Start of PASSAGE
Apple decided to take this year’s World AIDS Day campaign to another level. The Cupertino-based company will run a two-week campaign to raise funds for the fight against the deadly disease. Apple will join (RED), a brand founded by Bono and Bobby Shriver in 2006 with the aim of raising awareness about the African AIDS crisis.
“Apple is a proud supporter of (RED) because we believe the gift of life is the most important gift anyone can give,” Apple CEO Tim Cook said in a statement. “For eight years, our customers have been helping fight AIDS in Africa by funding life-saving treatments which are having a profoundly positive impact.”
Since the campaign was launched in 2006, Apple and the partners it drew in the process managed to raise $75 million. The sum turns Apple into a key participant in the process. Overall, the charity raised $275 million which went to the Global Fund to fight AIDS.
This year’s campaign starts on Monday, Nov. 24 and lasts until Sunday, Dec. 7. Apple convinced 25 app makers to donate all the revenue gained in the next two weeks from app and in-app purchases to the cause. Some introduced special features. For example, FIFA 15 players can now join a (RED) tournament.
End of PASSAGE
Start of EXTRACTED RECORDS
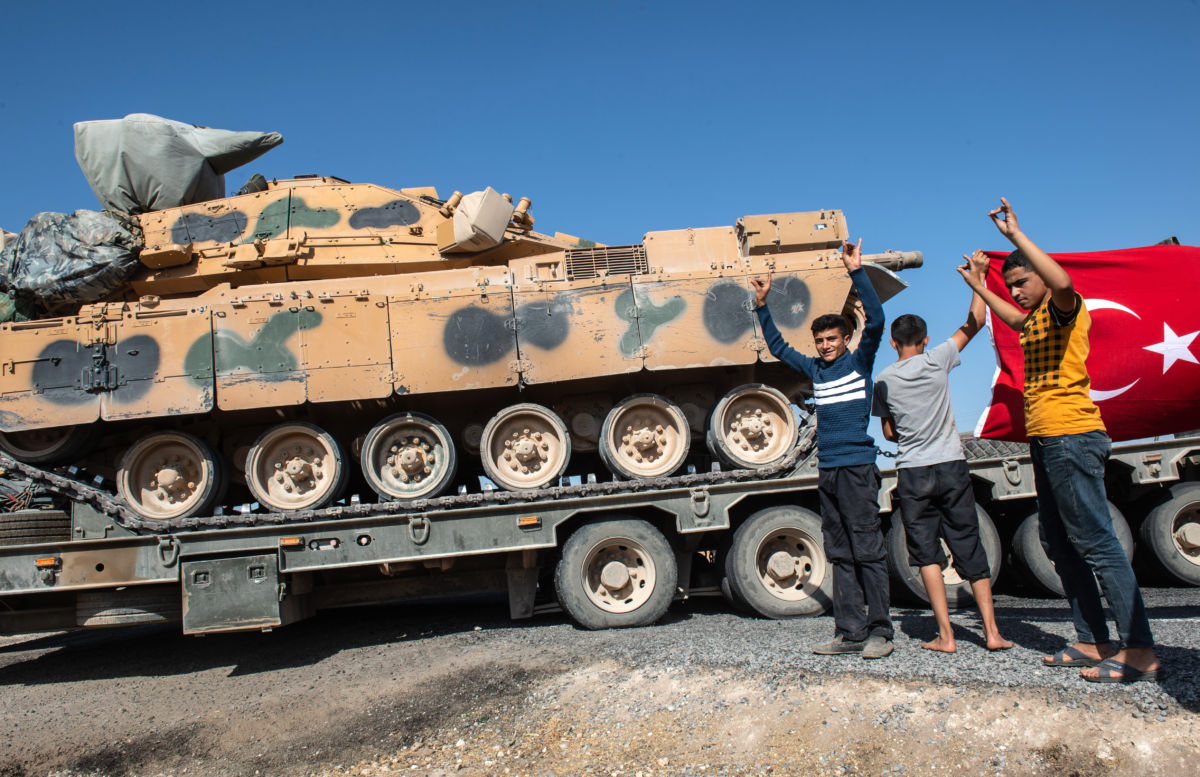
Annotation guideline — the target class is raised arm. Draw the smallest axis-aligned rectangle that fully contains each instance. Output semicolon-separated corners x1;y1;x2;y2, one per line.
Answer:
750;272;815;378
988;197;1075;313
841;239;883;372
950;251;988;350
955;251;1025;333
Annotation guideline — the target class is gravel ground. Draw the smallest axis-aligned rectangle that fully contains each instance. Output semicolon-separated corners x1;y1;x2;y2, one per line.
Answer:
0;589;1200;777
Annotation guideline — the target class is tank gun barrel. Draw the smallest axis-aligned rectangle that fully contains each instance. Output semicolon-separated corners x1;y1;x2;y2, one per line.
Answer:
863;251;925;271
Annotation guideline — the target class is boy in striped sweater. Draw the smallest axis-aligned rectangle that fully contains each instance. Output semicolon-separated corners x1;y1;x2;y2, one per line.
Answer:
751;240;893;658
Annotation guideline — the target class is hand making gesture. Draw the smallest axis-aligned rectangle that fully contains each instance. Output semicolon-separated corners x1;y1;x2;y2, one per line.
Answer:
841;237;863;272
958;248;991;289
988;197;1021;240
750;270;770;307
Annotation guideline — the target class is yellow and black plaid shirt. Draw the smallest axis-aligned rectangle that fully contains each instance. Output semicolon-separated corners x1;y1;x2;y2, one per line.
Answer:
1021;294;1104;436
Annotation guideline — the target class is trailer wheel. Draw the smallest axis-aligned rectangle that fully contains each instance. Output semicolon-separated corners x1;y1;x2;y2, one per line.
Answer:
725;505;833;619
1141;483;1200;585
887;505;1003;609
1013;502;1133;596
554;518;679;628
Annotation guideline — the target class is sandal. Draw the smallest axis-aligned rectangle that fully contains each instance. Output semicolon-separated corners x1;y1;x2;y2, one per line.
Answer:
1042;645;1100;667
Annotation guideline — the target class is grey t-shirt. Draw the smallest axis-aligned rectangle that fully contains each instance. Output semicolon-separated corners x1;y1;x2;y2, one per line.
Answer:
871;339;966;468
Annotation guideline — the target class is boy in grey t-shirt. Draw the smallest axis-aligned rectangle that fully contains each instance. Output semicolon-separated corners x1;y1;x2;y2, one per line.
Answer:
872;251;1013;652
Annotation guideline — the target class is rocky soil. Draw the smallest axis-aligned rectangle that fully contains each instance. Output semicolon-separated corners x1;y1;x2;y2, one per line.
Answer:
0;589;1200;777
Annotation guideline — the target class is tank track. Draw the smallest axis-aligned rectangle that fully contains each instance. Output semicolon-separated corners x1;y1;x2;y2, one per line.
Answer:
0;424;816;534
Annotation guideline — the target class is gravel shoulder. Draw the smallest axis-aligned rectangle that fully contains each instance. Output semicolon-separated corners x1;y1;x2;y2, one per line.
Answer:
0;589;1200;777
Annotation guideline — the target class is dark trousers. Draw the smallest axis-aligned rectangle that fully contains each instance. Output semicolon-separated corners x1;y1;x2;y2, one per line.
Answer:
896;459;991;583
1030;432;1154;648
817;464;893;640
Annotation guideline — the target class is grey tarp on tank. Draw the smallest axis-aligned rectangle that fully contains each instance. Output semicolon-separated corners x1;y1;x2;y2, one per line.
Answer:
0;210;142;312
74;114;283;213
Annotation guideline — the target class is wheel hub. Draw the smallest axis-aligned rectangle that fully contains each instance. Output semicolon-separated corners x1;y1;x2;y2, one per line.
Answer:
767;550;797;583
600;561;630;591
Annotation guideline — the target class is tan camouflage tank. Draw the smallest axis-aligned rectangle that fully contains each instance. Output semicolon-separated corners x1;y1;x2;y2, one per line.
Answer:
0;171;920;519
End of EXTRACTED RECORDS
_TASK 1_. According to the World AIDS Day article, why does Apple support (RED)?
_TASK 2_. In the World AIDS Day article, on what date does this year's campaign end?
_TASK 3_. Reproduce the World AIDS Day article word for word from "This year’s campaign" to "a (RED) tournament.".
The lines are separate material with no connection to the World AIDS Day article.

_TASK RESPONSE 1_. Apple supports (RED) because, as Tim Cook said, the company believes the gift of life is the most important gift anyone can give.

_TASK RESPONSE 2_. Sunday, Dec. 7.

_TASK RESPONSE 3_.
This year’s campaign starts on Monday, Nov. 24 and lasts until Sunday, Dec. 7. Apple convinced 25 app makers to donate all the revenue gained in the next two weeks from app and in-app purchases to the cause. Some introduced special features. For example, FIFA 15 players can now join a (RED) tournament.